Dataset records
= Beginning of Section =

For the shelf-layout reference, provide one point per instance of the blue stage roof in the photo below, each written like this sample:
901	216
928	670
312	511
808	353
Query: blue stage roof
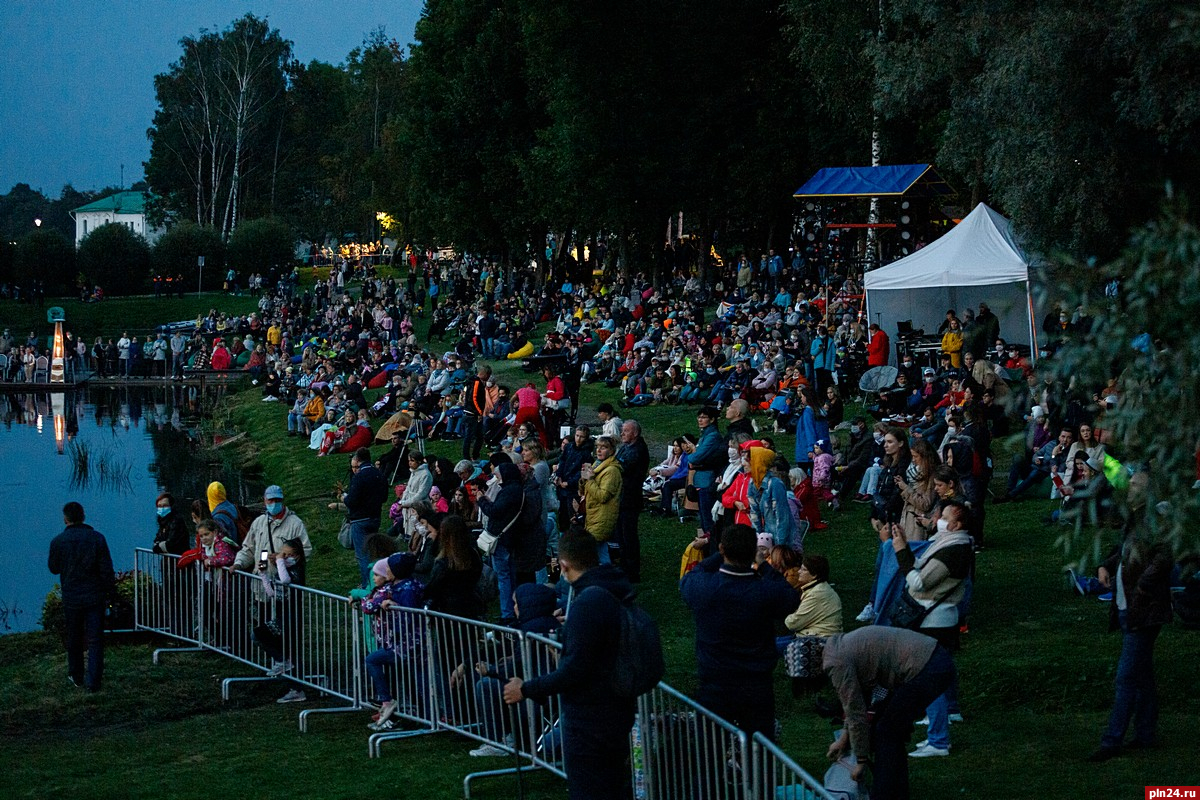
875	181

= End of Section =

Assignment: Wherever a picture appears, omit it; copy the rest of the data exactly.

Solution for this task:
For the shelf-layout reference, provide one point per instance of the blue stage roof in the photo below, each written like this sample:
901	216
928	670
312	511
808	353
Query: blue stage roof
875	181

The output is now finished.